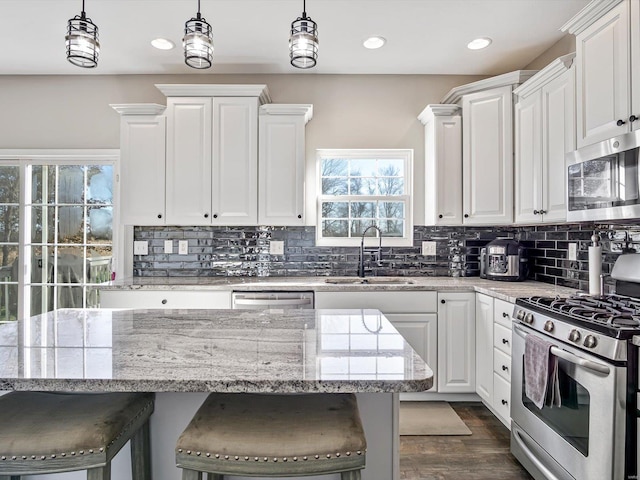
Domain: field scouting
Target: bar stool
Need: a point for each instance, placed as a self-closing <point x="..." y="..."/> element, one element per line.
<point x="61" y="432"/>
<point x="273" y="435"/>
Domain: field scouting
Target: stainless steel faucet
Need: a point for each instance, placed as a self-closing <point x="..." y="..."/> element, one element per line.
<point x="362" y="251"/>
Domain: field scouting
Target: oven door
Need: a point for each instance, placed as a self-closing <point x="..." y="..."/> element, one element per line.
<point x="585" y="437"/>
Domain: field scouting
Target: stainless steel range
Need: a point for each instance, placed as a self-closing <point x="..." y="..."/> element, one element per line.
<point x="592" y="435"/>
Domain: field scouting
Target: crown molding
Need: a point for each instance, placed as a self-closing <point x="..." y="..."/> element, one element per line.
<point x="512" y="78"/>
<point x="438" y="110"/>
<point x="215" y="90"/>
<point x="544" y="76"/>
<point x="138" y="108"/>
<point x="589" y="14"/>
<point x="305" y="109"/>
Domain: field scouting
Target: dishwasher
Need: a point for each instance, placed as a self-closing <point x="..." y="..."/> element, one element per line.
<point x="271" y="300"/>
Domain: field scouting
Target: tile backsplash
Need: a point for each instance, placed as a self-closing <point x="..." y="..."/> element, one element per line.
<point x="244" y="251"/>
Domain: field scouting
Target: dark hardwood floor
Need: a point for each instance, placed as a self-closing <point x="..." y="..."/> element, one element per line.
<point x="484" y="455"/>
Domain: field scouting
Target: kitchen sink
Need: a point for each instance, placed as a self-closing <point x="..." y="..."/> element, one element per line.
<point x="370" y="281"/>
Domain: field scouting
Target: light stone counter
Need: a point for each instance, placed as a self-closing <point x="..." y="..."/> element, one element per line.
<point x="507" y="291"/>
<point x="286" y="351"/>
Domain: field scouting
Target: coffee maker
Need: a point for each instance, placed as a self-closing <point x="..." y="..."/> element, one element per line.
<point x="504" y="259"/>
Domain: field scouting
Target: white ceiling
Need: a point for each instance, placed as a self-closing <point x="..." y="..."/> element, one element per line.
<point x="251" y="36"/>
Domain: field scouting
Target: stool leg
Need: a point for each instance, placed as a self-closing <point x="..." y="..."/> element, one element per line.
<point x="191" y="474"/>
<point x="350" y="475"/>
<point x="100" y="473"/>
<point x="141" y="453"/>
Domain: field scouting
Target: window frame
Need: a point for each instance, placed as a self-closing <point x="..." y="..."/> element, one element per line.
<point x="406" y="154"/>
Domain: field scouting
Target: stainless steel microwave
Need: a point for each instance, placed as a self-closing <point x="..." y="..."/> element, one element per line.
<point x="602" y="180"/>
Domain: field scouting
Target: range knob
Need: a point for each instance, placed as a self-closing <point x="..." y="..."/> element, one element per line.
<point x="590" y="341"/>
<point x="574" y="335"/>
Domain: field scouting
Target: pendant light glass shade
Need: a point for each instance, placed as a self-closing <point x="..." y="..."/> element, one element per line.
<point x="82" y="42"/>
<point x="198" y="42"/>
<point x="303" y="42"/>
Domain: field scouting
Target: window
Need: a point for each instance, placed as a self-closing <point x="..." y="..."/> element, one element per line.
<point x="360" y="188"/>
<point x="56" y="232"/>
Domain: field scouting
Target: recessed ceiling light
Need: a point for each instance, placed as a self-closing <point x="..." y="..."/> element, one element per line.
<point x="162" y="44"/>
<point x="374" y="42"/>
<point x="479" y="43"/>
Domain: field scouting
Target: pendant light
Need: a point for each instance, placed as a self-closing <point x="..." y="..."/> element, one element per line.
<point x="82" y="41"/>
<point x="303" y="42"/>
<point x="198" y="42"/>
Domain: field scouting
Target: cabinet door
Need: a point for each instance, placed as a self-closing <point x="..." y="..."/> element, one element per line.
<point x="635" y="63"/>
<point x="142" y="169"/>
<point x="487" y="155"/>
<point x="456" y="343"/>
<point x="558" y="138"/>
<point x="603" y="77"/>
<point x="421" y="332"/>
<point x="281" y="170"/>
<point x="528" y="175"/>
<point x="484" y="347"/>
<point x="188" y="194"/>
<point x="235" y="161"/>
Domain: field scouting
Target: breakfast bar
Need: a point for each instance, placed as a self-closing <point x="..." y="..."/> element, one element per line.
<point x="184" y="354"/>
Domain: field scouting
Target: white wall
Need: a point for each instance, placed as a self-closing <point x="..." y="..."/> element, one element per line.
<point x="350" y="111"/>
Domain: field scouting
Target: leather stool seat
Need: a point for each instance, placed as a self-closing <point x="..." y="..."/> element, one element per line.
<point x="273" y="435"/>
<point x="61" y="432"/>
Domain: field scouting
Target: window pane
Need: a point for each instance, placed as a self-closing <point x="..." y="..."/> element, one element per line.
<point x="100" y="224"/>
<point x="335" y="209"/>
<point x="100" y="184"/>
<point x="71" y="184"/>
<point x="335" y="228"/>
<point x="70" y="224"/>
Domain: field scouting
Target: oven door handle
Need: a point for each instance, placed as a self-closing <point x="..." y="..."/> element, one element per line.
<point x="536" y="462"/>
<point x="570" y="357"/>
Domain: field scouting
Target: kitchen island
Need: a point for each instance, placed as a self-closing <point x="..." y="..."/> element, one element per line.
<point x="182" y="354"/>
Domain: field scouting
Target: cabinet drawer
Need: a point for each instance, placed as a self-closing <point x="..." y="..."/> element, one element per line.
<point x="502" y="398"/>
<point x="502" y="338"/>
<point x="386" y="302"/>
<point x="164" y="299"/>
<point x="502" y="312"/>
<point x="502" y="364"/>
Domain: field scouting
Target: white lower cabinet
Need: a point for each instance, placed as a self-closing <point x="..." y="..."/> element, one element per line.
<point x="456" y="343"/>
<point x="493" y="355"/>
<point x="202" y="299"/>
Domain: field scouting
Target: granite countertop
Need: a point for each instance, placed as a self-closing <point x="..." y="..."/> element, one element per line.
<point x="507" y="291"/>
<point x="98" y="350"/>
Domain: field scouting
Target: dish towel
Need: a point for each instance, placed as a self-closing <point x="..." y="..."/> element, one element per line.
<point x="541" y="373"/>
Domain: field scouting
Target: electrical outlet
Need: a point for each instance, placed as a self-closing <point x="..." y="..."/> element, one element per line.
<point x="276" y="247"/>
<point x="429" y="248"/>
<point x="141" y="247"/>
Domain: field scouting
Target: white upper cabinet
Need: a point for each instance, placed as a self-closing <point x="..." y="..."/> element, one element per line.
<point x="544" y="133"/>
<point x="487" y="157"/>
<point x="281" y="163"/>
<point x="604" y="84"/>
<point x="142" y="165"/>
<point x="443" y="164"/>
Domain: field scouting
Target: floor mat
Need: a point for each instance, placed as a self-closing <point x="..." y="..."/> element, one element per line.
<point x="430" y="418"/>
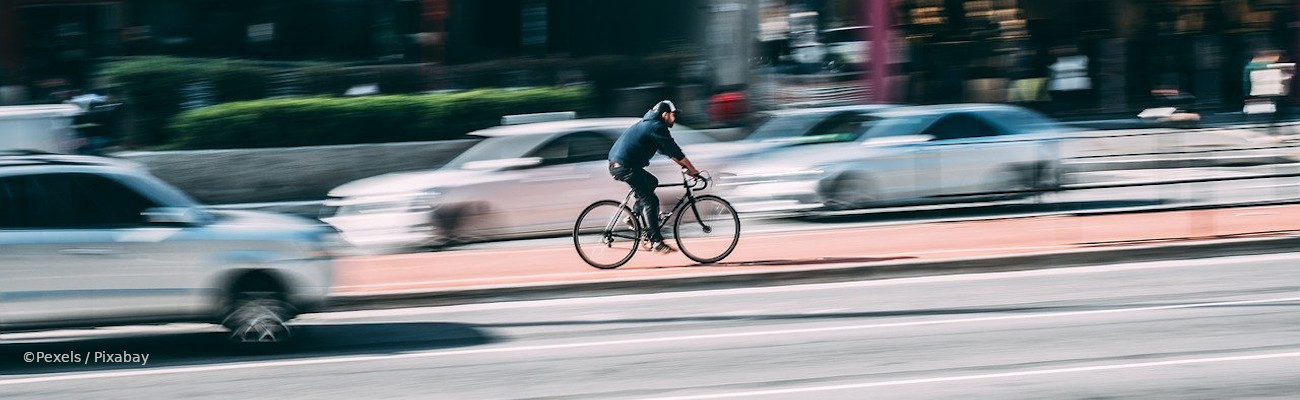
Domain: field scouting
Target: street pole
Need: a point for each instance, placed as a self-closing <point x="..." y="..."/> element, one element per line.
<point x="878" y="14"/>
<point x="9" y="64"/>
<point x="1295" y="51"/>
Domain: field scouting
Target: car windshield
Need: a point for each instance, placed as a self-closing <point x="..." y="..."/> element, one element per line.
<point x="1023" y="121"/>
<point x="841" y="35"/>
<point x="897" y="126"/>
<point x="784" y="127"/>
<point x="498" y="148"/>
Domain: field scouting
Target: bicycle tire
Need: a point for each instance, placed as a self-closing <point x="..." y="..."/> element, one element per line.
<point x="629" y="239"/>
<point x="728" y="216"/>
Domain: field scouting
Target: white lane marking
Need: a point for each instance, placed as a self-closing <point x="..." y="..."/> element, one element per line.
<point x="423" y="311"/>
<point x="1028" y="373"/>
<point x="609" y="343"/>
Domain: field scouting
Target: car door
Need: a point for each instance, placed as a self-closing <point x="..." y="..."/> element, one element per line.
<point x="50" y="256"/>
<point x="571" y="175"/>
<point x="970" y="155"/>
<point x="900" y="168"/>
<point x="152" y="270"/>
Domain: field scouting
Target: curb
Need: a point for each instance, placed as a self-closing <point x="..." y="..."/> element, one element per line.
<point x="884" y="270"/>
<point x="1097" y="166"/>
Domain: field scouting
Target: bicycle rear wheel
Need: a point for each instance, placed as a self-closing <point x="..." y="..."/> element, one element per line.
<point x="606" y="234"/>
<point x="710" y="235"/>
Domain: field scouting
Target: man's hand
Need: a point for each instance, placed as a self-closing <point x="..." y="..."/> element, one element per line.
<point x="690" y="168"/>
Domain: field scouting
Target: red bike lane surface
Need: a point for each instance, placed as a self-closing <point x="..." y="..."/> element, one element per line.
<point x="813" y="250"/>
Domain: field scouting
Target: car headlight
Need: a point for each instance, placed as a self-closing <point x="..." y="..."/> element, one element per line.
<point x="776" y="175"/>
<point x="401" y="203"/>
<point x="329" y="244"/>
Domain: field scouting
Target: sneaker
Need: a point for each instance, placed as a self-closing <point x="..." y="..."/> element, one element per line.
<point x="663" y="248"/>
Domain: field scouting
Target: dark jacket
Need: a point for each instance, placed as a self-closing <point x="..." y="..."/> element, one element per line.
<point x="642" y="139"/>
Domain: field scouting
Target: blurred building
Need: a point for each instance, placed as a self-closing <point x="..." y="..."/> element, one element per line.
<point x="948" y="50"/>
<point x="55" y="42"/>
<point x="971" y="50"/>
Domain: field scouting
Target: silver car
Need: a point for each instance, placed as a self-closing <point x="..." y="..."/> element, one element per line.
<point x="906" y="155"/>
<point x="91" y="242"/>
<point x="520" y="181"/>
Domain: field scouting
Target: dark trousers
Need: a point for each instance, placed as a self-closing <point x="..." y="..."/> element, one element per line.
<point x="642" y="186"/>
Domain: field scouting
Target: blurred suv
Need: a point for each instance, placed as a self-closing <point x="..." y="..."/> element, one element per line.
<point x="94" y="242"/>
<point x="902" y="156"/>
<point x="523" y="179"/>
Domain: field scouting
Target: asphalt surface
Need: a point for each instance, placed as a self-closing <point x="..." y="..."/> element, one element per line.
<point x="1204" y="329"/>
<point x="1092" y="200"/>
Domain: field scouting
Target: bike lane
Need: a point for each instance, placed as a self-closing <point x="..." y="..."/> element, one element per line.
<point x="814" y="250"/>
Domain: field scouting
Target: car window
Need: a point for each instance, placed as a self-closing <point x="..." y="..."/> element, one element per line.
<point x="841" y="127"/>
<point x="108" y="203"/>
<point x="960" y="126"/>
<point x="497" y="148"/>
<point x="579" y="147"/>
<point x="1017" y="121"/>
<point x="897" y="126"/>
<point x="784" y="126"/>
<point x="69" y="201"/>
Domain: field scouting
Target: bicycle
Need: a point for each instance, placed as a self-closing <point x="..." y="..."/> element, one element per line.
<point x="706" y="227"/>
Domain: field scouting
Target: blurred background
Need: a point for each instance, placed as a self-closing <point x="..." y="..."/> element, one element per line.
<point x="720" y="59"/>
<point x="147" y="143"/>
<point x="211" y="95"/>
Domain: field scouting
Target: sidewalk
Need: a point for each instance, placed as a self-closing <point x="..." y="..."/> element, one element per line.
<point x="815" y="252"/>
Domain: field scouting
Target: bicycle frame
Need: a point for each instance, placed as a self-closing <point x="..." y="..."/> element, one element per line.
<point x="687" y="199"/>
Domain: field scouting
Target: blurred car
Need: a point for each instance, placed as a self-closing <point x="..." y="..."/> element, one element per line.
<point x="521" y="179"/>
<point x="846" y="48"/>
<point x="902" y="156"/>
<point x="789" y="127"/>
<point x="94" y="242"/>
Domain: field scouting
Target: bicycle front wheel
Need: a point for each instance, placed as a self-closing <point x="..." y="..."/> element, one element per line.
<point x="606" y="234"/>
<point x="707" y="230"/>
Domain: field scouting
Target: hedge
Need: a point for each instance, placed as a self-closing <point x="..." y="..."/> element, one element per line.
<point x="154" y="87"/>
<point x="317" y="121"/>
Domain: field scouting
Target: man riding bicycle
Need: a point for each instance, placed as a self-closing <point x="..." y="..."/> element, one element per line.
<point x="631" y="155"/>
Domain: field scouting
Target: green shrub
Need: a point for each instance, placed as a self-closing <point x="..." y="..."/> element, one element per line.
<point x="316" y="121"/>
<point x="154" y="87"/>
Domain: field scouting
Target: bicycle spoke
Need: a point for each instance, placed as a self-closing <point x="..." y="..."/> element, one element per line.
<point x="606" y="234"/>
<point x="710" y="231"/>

####################

# Task details
Scan the material above. Return every line containing the string "cabinet".

# Reply to the task
Target: cabinet door
Target: cabinet drawer
Target: white lower cabinet
Target: white upper cabinet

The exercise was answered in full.